Aim. Output all lines exactly, with nothing added or dropped.

━━━━━━

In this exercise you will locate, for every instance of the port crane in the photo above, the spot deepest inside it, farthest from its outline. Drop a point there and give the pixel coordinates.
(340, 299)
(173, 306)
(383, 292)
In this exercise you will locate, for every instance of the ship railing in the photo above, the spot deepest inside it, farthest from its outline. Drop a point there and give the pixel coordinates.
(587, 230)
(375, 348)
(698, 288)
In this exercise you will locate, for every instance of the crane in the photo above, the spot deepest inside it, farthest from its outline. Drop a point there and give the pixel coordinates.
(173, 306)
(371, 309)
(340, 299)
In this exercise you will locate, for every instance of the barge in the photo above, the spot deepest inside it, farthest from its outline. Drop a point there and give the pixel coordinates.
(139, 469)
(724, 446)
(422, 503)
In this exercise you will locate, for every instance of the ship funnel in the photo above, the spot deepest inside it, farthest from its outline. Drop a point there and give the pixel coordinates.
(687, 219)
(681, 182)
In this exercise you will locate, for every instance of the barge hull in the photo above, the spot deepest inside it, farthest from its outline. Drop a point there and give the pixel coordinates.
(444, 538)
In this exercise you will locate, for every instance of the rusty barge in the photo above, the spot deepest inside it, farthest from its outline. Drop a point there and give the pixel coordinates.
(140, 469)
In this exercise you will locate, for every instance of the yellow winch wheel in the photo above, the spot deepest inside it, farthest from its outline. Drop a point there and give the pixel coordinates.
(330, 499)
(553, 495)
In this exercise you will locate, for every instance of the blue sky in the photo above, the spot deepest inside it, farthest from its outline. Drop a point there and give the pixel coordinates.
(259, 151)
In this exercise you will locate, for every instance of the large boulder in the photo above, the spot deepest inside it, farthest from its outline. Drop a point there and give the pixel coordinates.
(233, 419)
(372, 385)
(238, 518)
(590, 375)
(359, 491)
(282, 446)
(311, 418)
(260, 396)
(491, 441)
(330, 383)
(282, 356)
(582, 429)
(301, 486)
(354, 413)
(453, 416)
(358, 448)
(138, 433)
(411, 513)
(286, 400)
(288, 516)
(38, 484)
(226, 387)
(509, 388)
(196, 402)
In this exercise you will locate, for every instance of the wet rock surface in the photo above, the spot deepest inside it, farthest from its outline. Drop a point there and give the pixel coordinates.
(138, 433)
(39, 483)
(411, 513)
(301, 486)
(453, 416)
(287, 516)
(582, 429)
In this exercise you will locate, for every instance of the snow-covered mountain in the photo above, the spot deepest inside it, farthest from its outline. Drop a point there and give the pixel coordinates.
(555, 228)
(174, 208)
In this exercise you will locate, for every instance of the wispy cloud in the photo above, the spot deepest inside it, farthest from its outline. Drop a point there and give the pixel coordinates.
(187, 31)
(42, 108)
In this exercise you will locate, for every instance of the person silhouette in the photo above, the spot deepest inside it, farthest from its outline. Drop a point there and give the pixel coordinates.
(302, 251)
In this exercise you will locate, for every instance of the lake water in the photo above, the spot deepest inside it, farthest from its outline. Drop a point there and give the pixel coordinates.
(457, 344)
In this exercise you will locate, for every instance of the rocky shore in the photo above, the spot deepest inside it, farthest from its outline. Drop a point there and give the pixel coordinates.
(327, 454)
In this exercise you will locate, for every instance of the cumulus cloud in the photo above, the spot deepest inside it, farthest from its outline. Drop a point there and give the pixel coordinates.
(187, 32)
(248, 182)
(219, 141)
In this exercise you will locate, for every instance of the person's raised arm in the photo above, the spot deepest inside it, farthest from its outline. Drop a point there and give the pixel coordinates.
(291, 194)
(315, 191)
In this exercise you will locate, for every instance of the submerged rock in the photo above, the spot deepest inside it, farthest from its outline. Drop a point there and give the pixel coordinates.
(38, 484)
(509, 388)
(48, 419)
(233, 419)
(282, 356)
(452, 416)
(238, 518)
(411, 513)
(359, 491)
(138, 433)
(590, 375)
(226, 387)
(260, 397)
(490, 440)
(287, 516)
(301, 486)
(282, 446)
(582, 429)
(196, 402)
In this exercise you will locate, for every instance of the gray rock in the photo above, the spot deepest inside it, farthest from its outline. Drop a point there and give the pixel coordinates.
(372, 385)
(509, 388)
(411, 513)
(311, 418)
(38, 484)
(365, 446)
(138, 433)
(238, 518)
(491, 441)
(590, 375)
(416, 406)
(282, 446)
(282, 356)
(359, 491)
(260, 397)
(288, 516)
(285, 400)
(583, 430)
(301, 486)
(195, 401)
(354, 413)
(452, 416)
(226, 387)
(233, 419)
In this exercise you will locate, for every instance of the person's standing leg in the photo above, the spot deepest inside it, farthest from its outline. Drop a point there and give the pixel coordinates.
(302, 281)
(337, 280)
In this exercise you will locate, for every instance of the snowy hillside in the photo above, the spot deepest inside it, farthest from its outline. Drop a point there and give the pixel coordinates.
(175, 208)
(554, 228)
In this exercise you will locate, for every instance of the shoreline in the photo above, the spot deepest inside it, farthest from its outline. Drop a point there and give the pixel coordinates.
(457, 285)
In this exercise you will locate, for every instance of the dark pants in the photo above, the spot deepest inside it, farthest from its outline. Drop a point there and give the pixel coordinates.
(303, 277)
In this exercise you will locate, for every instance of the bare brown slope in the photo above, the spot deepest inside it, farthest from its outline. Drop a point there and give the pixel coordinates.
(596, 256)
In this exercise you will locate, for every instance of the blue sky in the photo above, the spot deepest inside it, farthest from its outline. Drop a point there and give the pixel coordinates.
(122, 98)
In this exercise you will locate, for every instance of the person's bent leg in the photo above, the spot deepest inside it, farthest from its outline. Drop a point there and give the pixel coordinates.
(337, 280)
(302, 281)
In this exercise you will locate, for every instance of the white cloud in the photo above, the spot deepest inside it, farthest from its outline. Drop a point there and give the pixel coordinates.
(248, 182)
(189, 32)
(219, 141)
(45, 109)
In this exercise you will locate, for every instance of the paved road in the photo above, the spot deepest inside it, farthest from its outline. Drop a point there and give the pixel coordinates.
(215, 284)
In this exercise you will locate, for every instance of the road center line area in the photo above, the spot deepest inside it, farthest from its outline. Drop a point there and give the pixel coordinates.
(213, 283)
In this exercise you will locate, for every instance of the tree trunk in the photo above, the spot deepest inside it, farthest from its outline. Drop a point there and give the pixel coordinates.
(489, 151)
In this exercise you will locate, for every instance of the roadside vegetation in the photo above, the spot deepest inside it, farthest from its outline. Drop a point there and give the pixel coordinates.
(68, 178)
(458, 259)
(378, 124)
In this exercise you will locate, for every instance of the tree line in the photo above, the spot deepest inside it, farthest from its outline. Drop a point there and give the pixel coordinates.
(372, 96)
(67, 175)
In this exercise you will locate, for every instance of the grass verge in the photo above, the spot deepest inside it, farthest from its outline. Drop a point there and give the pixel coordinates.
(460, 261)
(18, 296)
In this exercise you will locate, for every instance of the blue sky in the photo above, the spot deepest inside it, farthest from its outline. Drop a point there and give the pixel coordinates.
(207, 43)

━━━━━━

Worked solution.
In this exercise you will locate, for every instance of the port crane in the photo above, the spot deepest inside it, farthest from its outline. Drop a point there and give the pixel coordinates.
(340, 299)
(173, 306)
(383, 292)
In this exercise you will locate, for every instance of the ship railing in the photo above, the spot deepest inside it, farthest from its outline. Drop a point there and give the pixel coordinates.
(587, 230)
(375, 348)
(698, 288)
In this exercise you will locate, for every instance of the crane in the photo above, the spot deepest inside it, farthest from its outline. Drop a point there and give the pixel coordinates.
(173, 306)
(371, 309)
(340, 299)
In this exercise you will locate, for every instance of the barge in the photo above, the spot deepest inside it, farthest from its outline. Drop a point there and give the pixel coordinates.
(139, 469)
(724, 446)
(422, 503)
In this exercise you will locate, for every instance of the ship funnel in the photo above, the spot deepest inside it, farthest from its outline. Drop a point there and give the pixel coordinates.
(687, 219)
(681, 182)
In this exercise you will locate, for every instance of the barge hull in the photo above, the spot deepest inside it, farthest from its outline. Drop a point there and give the pixel coordinates.
(444, 538)
In this exercise you will locate, for every instance of the rusty barge in the photo above, the spot deepest inside it, farthest from its outline. Drop a point there and give the pixel coordinates.
(140, 469)
In this exercise you will locate, for every instance of the yellow winch wheel in the photo above, the spot deepest inside it, farthest from its outline. Drop a point there and give the pixel coordinates.
(330, 499)
(553, 495)
In this exercise you will locate, for every instance of the blue sky in the photo above, the spot deepest inside it, farthest from its outline. Drop a point there and give the pixel coordinates.
(259, 151)
In this exercise you will locate, for every instance of the large boulder in the photo above, the spot deepest inside it, farthest from its outline. Drop a point there and give the pixel coordinates.
(233, 419)
(372, 385)
(238, 518)
(590, 375)
(359, 491)
(282, 446)
(311, 418)
(260, 396)
(491, 441)
(330, 383)
(282, 356)
(582, 429)
(301, 486)
(354, 413)
(453, 416)
(358, 448)
(138, 433)
(411, 513)
(286, 400)
(288, 516)
(38, 484)
(226, 387)
(509, 388)
(196, 402)
In this exercise you will locate, for every instance of the wet rock surface in the photo above, the spot deepest inside it, farthest from its outline. Drop a point there and give the pixel coordinates.
(138, 433)
(39, 483)
(411, 513)
(301, 486)
(453, 416)
(287, 516)
(582, 429)
In this exercise you will locate, for every instance of the snow-covered mountain in the photo above, the spot deepest inside it, farthest from its outline. Drop a point there and give the pixel coordinates.
(555, 228)
(174, 208)
In this exercise you will locate, for every instance of the wispy cloud in the photo above, the spot deepest inside it, farthest from its outline. Drop a point there and give the pixel coordinates.
(187, 31)
(42, 108)
In this exercise you will locate, for every instance of the person silhouette in the photo above, the spot deepest inside it, farthest from its outline. Drop a point there and give the pixel coordinates.
(302, 251)
In this exercise you will locate, for every instance of the lake water in the photo above, the spot deepest inside it, farthest from its outline. Drop a point there and give the pixel coordinates.
(457, 344)
In this exercise you will locate, for every instance of the rocky shore in the photo above, the spot deepest inside it, farthest from its outline. Drop a point there and give the pixel coordinates.
(327, 454)
In this exercise you will locate, for every instance of the cumulus cloud in the photo above, the spot deepest inside it, farthest from its outline. Drop a point there and give the pixel coordinates.
(187, 32)
(248, 182)
(219, 141)
In this exercise you will locate, for every instance of the person's raised arm in the photo above, the spot deepest inside it, farthest from its outline. Drop a point there and give the pixel coordinates.
(291, 194)
(315, 191)
In this exercise you will locate, for every instance of the submerged rock in the photo above, the spot deepest inside it, farthest from its outline. Drop a point there and give the pixel coordinates.
(38, 484)
(509, 388)
(48, 419)
(233, 419)
(282, 356)
(452, 416)
(238, 518)
(411, 513)
(359, 491)
(138, 433)
(590, 375)
(226, 387)
(260, 397)
(490, 440)
(287, 516)
(301, 486)
(282, 446)
(582, 429)
(196, 402)
In this exercise you will locate, for every instance of the gray rock in the photo above, the spot deepest inside it, farthest from its outline. Drop a point there and give the pixel coordinates.
(372, 385)
(509, 388)
(411, 513)
(311, 418)
(38, 484)
(365, 446)
(138, 433)
(238, 518)
(491, 441)
(590, 375)
(416, 406)
(282, 446)
(282, 356)
(359, 491)
(260, 397)
(288, 516)
(285, 400)
(583, 430)
(301, 486)
(195, 401)
(354, 413)
(452, 416)
(226, 387)
(233, 419)
In this exercise you will locate, for every instance of the person's standing leg in the photo above, the spot deepest inside it, farthest from its outline. Drop a point there and give the pixel coordinates.
(302, 281)
(337, 280)
In this exercise you will locate, for every instance of the snowy hillside in the photo above, the spot deepest inside it, farthest from its outline. Drop a point there and give the pixel coordinates.
(175, 208)
(554, 228)
In this exercise you will locate, for every instance of the shoreline in the photo above, the spot deepest inside it, farthest from its outline. Drop a point there and give the pixel coordinates.
(457, 285)
In this exercise you will locate, for every instance of the dark pants in the photo above, the spot deepest inside it, farthest from its outline. Drop a point there and give the pixel coordinates.
(303, 277)
In this exercise you will locate, for every instance of the bare brown slope in the photo above, the spot deepest inside it, farthest from its outline. Drop a point there and give the pixel coordinates.
(596, 256)
In this exercise you will locate, for every instance of the blue sky in the photo above, the spot deepest inside it, farthest from its outline. Drop a point there and give the pixel coordinates.
(122, 98)
In this exercise you will locate, for every instance of the person's bent leg in the photo above, the spot deepest inside it, farthest from its outline. Drop a point there and give the pixel coordinates.
(337, 280)
(302, 281)
In this exercise you will locate, for every instance of the white cloud in the photo above, the spot deepest inside it, farthest from its outline. Drop a point there and give the pixel coordinates.
(248, 182)
(189, 32)
(219, 141)
(45, 109)
In this exercise you will locate, for every instance of the paved road in the photo above, the spot deepest inside it, farthest from its outline. Drop a point there and give the pixel coordinates.
(215, 284)
In this exercise you will locate, for every instance of the road center line area in the photo above, the spot deepest inside it, farthest from its outline. Drop a point there and give the pixel coordinates.
(213, 283)
In this exercise you will locate, for every instance of the tree trunk in the photo above, the spot deepest inside it, farthest from its outline. Drop a point there and give the pixel coordinates.
(489, 151)
In this exercise you will locate, for every instance of the roadside vegetation in the photo above, the spot deepest inside it, farthest from its outline. Drop a point there and give the pixel coordinates.
(68, 178)
(458, 259)
(378, 124)
In this exercise you will locate, for every instance of the tree line in the photo above, the spot deepest inside it, farthest from its outline. Drop a point there and give the pixel coordinates.
(372, 96)
(67, 175)
In this exercise you will locate, for every instance of the grass verge in the photo above, the spot deepest inside it, farthest from its outline. Drop a point there and give the pixel coordinates.
(460, 261)
(18, 296)
In this exercise you will locate, for every instance of the blue sky in the photo above, the spot deepest inside it, farthest from its outline. Drop a point there and give the pixel coordinates.
(207, 43)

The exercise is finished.